### Text section ###
Dennis_hurricane_400
Dennis Bearing Down on the GOM

With more than 96% of Gulf of Mexico (GOM) oil production halted by evacuations and production shut-in caused by Hurricane Dennis, oil prices began rising again this week.

The 96.2% of oil production shut-in through Monday noon represented more than 1.4 million barrels of oil per day. GOM production contributes some 1.5 million bpd—about 30%—of domestic US production.

Natural gas production shut-in represented 62.4% of capacity, or 6.2 billion cubic feet per day.

The force of the storm caused BP’s giant Thunder Horse rig to list at 20–30 degrees. (Earlier post.)

At Tuesday noon, production shut-in had dropped to 57.2% of daily production as crews returned to rigs. The cumulative shut-in oil production for the period from through 12 July is 4,988,360 barrels, which is equivalent to 0.91% of the yearly production of oil in the GOM—or approximately 547.5 million barrels.

“The oil production losses reported by the government were higher than people expected,” said Phil Flynn, vice president of risk management with Alaron Trading Corp. in Chicago. “If we lost that much with Dennis, people are worried about what’s going to happen with the next storm.” (Bloomberg)

Emily
Emily Brewing

Tropical Storm Emily, the fifth named storm since the June start of the hurricane season, formed in the Caribbean and could reach the Gulf next week.

Researchers from the Benfield Hazard Research Centre in London are predicting a very active hurricane seasons for the Atlantic, based on the unusually warm sea temperatures in the tropical North Atlantic. Between July and October, they say, nine hurricanes will probably hit the Atlantic basin as a whole. (BBC)
### Records ###
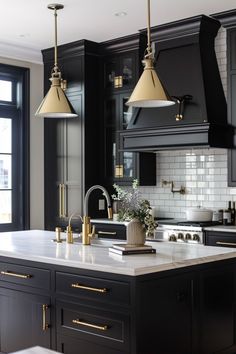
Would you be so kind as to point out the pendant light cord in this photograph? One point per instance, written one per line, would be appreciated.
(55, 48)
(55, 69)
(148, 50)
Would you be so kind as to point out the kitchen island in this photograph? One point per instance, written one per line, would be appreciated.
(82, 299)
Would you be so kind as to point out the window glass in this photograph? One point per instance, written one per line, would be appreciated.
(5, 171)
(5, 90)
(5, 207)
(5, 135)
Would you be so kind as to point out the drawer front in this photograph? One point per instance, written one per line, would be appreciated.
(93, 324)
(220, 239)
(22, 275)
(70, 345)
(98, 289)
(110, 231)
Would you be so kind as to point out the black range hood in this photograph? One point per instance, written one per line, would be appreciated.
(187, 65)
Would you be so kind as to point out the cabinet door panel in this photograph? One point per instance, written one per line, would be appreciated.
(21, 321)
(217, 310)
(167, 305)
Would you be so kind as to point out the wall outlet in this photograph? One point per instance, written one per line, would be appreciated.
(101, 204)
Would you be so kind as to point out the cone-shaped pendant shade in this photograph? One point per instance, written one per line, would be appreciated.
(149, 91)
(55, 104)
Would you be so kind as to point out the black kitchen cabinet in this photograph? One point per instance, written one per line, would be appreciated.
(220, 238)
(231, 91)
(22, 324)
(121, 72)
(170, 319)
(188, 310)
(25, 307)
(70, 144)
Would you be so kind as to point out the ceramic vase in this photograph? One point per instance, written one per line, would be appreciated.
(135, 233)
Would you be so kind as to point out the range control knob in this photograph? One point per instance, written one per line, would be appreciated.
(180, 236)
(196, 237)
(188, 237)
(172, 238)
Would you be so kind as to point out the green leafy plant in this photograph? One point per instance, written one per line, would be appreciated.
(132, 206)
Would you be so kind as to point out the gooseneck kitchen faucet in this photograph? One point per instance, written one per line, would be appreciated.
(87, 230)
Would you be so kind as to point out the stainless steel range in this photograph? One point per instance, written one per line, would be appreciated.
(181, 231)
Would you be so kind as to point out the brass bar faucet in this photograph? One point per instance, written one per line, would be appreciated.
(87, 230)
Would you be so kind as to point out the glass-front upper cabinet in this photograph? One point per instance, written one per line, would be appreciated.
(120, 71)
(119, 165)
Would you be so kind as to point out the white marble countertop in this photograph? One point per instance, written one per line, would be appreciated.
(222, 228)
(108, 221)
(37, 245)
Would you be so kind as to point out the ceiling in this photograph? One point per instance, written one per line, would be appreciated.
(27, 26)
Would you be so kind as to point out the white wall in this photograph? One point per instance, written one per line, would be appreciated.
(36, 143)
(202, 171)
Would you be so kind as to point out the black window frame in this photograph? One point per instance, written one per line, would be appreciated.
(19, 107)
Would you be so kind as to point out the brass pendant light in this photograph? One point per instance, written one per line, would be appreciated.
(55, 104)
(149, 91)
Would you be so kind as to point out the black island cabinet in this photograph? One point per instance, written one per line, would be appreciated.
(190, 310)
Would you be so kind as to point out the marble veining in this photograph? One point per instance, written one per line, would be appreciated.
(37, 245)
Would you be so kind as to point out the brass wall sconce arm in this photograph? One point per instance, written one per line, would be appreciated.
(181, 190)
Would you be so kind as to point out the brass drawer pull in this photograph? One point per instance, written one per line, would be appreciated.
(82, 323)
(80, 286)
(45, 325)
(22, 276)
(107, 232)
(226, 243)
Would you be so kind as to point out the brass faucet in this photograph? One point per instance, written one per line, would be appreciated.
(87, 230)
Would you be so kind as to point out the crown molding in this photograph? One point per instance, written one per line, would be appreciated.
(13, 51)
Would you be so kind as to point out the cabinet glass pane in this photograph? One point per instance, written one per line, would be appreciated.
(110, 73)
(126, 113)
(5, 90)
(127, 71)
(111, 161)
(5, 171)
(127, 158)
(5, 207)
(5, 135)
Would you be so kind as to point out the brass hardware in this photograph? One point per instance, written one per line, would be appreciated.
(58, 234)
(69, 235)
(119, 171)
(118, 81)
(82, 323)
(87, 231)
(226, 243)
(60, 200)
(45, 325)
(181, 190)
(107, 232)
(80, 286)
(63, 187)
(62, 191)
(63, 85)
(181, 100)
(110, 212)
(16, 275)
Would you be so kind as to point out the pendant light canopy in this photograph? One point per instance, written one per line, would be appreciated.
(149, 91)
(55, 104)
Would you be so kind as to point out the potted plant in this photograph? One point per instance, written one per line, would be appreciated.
###
### Records ###
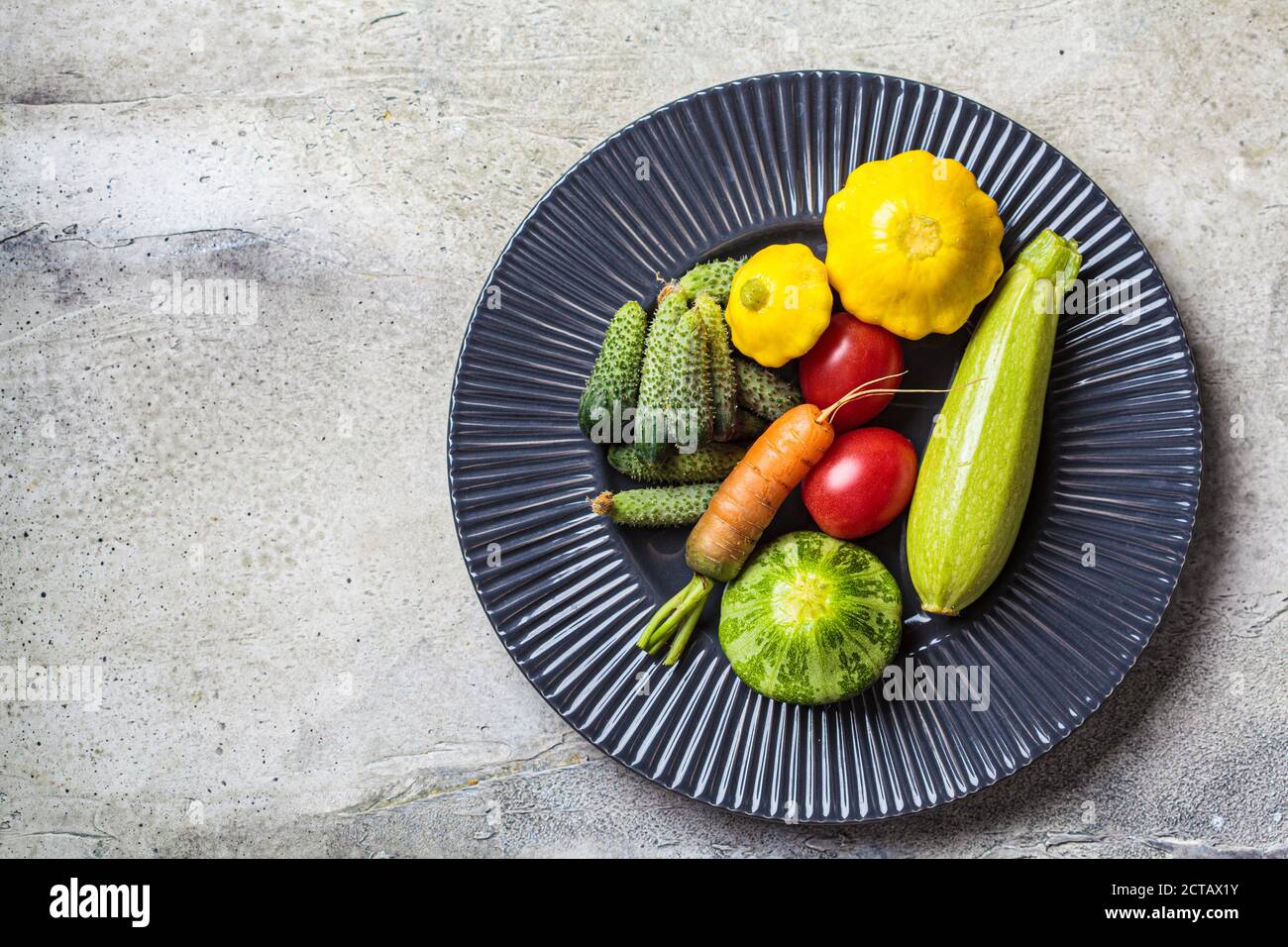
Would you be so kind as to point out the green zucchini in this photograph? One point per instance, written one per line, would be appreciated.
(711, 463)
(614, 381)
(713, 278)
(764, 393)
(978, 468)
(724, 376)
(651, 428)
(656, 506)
###
• Exercise set
1: In the hurricane article, what share of natural gas production was shut in, and how much gas per day did that represent?
2: Reproduce the passage of the hurricane article starting with "Tropical Storm Emily, the" and going on through "a whole. (BBC)".
The records have nothing to do with the hurricane article.

• Task results
1: 62.4% of capacity, or 6.2 billion cubic feet per day.

2:
Tropical Storm Emily, the fifth named storm since the June start of the hurricane season, formed in the Caribbean and could reach the Gulf next week.

Researchers from the Benfield Hazard Research Centre in London are predicting a very active hurricane seasons for the Atlantic, based on the unusually warm sea temperatures in the tropical North Atlantic. Between July and October, they say, nine hurricanes will probably hit the Atlantic basin as a whole. (BBC)